__Text excerpt__:
“Visit the Sick”
The parable of the Good Samaritan is so powerful that the very term has passed into our language. Jesus tells us that when the Samaritan found the man who had been assaulted, he bound up his wounds, pouring on oil and wine, then brought him to a place where he could recover (Luke 10:34).
One of the glories of our Catholic tradition is the many institutions founded over the centuries to care for the sick. Heroic women and men have dedicated their entire lives to caring for the sick and elderly, and it may be that God is calling you to such a vocation. That is not the path for most of us, but we all should be concerned about health care in our nation. As Catholics we should do what we can to further just policies and also assist our own Catholic hospitals and convalescent homes.
Yet St. John Paul II reminds us that institutional solutions are not enough. During his own recovery from the attempt on his life, the Holy Father noticed that often doctors talked about his “case” in front of him, without including him in the conversation. They were no doubt very professional, but John Paul recognized how important it is for the patient to feel that he or she is more than just a “case”.
Visiting the sick is a work of mercy that calls for special discernment. Illness isolates people, and visits and cards remind them that they are not alone. But we must also be sensitive to individual needs: some people prefer privacy when they are unwell. We need to be humble enough to ask those who are sick what help they want, rather than assuming that we know already. On the other hand, we may find that we are not making that visit to the hospital because we are uncomfortable with the fact that seeing someone we love who is ill reminds us of our own mortality. We should pray for our loved ones who are sick, and also pray for the light of the Holy Spirit to know how best to serve their needs, not our own.

__Referring expression grounding data__:
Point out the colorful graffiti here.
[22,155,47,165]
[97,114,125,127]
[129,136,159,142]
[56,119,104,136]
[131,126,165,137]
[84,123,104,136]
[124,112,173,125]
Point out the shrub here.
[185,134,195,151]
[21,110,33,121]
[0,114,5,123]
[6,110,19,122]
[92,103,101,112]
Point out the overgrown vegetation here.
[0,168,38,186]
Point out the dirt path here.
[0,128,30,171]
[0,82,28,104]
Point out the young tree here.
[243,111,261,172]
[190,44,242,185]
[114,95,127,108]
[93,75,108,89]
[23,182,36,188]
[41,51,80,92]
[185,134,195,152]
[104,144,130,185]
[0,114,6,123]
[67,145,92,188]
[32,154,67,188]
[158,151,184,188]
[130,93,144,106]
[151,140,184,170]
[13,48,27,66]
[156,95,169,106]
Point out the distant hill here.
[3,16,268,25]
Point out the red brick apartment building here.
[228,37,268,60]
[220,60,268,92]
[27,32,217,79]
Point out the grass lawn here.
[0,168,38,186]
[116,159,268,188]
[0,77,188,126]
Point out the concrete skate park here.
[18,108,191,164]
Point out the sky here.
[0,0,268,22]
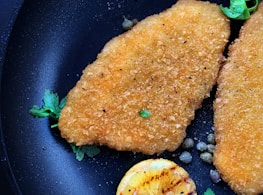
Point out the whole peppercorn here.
[196,142,207,152]
[200,152,213,164]
[179,151,192,164]
[207,133,216,144]
[182,138,194,149]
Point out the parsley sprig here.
[220,0,259,20]
[204,188,215,195]
[29,89,100,161]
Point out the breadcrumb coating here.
[214,3,263,195]
[58,0,230,154]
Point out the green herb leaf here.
[139,110,151,118]
[204,188,215,195]
[70,144,100,161]
[220,0,258,20]
[29,89,100,161]
[29,89,66,121]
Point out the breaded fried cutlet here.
[58,0,230,154]
[214,3,263,195]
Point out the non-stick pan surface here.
[1,0,244,195]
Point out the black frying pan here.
[1,0,241,195]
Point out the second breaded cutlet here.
[58,0,230,154]
[214,3,263,195]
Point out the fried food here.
[116,158,197,195]
[58,0,230,154]
[214,3,263,194]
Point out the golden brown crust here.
[59,0,230,154]
[214,3,263,194]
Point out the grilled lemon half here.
[116,158,197,195]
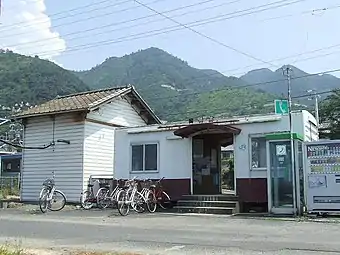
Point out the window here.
[251,137,267,169]
[131,143,158,172]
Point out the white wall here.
[83,121,114,189]
[114,128,192,179]
[87,98,146,127]
[21,114,84,202]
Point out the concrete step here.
[177,200,237,208]
[175,206,235,214]
[180,194,238,201]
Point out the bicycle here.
[80,180,99,210]
[141,179,157,213]
[117,178,146,216]
[39,171,66,213]
[148,177,171,211]
[97,180,122,209]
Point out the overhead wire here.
[160,88,334,118]
[136,68,340,103]
[7,0,242,49]
[0,0,132,32]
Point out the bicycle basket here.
[43,179,54,187]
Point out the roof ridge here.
[57,84,132,100]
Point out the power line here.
[7,0,236,49]
[27,0,306,56]
[140,68,340,100]
[159,85,334,119]
[260,5,340,22]
[134,0,286,65]
[0,0,130,32]
[0,0,167,39]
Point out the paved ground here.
[0,209,340,255]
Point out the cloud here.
[0,0,66,61]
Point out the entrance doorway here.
[174,123,241,195]
[192,135,221,195]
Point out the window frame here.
[129,141,160,174]
[248,134,268,171]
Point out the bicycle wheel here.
[158,191,171,210]
[39,189,49,213]
[117,190,130,216]
[48,190,66,212]
[131,191,146,213]
[146,190,157,213]
[80,190,94,210]
[97,188,110,209]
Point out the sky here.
[0,0,340,76]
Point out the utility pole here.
[283,66,300,216]
[307,89,320,128]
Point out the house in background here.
[15,86,161,202]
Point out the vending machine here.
[305,140,340,213]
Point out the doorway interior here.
[174,122,241,195]
[192,134,235,195]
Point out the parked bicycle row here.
[80,177,171,216]
[39,172,171,216]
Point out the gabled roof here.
[14,85,161,124]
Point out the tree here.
[320,89,340,140]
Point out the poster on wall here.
[307,143,340,173]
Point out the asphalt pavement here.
[0,209,340,255]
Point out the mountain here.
[0,50,89,110]
[240,66,340,101]
[74,48,275,120]
[0,48,340,124]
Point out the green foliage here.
[75,48,275,121]
[0,48,324,124]
[0,52,89,107]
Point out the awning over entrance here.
[174,123,241,138]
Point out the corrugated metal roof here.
[14,86,133,118]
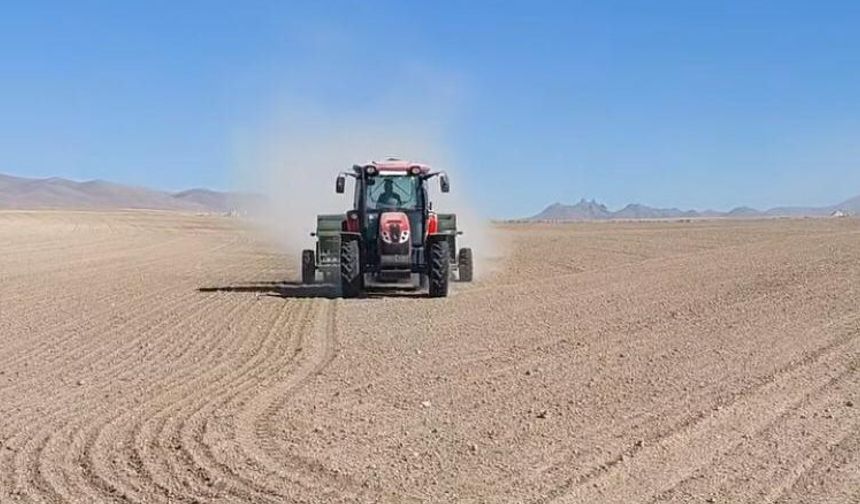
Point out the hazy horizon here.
[0,1,860,218]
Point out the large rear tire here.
[302,250,317,284]
[340,240,364,298]
[427,240,451,297]
[457,248,475,282]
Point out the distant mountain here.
[529,199,612,220]
[525,196,860,221]
[0,174,259,213]
[832,196,860,215]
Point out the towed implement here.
[302,159,474,297]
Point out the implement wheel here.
[457,248,475,282]
[302,250,317,284]
[340,240,364,298]
[427,240,451,297]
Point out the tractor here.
[302,158,474,298]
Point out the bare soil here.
[0,211,860,503]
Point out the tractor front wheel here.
[340,240,364,298]
[427,240,451,297]
[457,248,475,282]
[302,250,317,284]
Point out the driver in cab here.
[376,179,403,208]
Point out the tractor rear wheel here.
[340,240,364,298]
[427,240,451,297]
[302,250,317,284]
[457,248,474,282]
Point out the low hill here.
[524,196,860,221]
[0,174,256,212]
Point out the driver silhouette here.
[377,179,403,207]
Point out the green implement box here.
[316,214,343,273]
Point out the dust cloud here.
[234,109,500,277]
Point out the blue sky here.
[0,1,860,217]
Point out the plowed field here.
[0,211,860,503]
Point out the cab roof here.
[355,158,430,173]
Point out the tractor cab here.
[303,158,472,297]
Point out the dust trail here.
[235,112,498,275]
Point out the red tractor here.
[302,158,473,297]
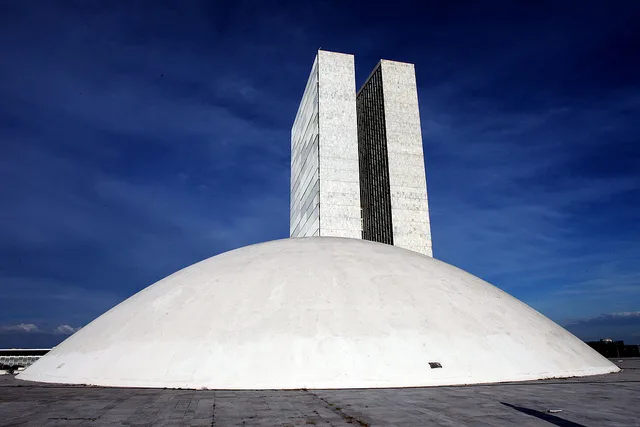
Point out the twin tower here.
[290,50,433,256]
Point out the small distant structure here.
[587,338,640,358]
[0,348,51,371]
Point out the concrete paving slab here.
[0,359,640,427]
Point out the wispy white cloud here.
[53,325,81,335]
[0,323,40,333]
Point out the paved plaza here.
[0,359,640,427]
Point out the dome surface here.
[19,237,619,389]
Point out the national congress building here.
[290,50,432,256]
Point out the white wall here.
[290,50,362,239]
[380,60,433,256]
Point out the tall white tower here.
[289,50,362,239]
[290,50,433,256]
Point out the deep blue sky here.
[0,0,640,347]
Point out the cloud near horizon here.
[0,0,640,345]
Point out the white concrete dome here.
[19,237,619,389]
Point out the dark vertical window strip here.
[356,67,393,245]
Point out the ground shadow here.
[500,402,586,427]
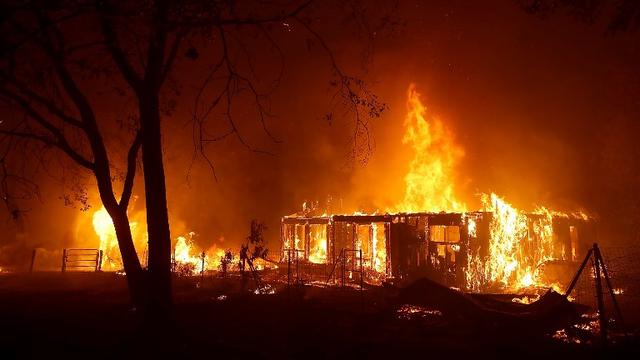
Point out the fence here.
[62,249,102,272]
[571,246,640,325]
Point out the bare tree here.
[0,0,394,320]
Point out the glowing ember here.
[396,84,466,212]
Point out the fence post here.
[96,250,104,271]
[200,250,206,278]
[29,248,38,273]
[62,249,67,272]
[593,244,607,344]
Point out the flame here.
[309,224,327,264]
[396,84,466,212]
[93,206,122,271]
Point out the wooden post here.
[96,250,104,271]
[200,250,206,278]
[593,249,607,344]
[360,249,364,294]
[29,249,38,273]
[62,249,67,272]
[287,249,291,286]
[564,248,593,297]
[593,244,624,326]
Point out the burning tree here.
[0,0,390,314]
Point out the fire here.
[396,84,466,212]
[309,224,327,264]
[283,84,588,291]
[93,206,122,271]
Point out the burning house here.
[280,85,596,291]
[280,208,595,291]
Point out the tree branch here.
[100,8,142,91]
[119,130,142,211]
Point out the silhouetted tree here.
[0,0,395,318]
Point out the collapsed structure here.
[280,211,596,291]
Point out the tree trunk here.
[96,181,145,307]
[139,91,171,321]
[107,207,146,307]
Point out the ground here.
[0,273,640,359]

__Work task__:
Go on with the text on visiting the sick, beginning right after its final sentence.

__Answer for this exercise__:
Here are some local examples of this work in action, here at St. Mary. We have been blessed for many years with the opportunity to celebrate Mass at four local nursing homes. A core group of parishioners, giving marvelous witness, comes to join in prayer with the residents of those care facilities. Additional nursing homes are visited by ministers of Holy Communion. I am sure we have all noticed a substantial number of these generous men and women, coming forward after Communion to receive hosts to bring to our brothers and sisters who cannot join us but hunger for the Eucharist. As Deacon Pete highlighted in his homily last weekend, the recent addition of Camille Horvath to our parish staff, as Pastoral Associate with focus on pastoral care, has set us up to be even more responsive to the needs of homebound. To date, some 50 parishioners are visited in their homes regularly. Praise God!!
Once again, we thank the website, jubileeofmercy-eb.org for the main portion of these reflections.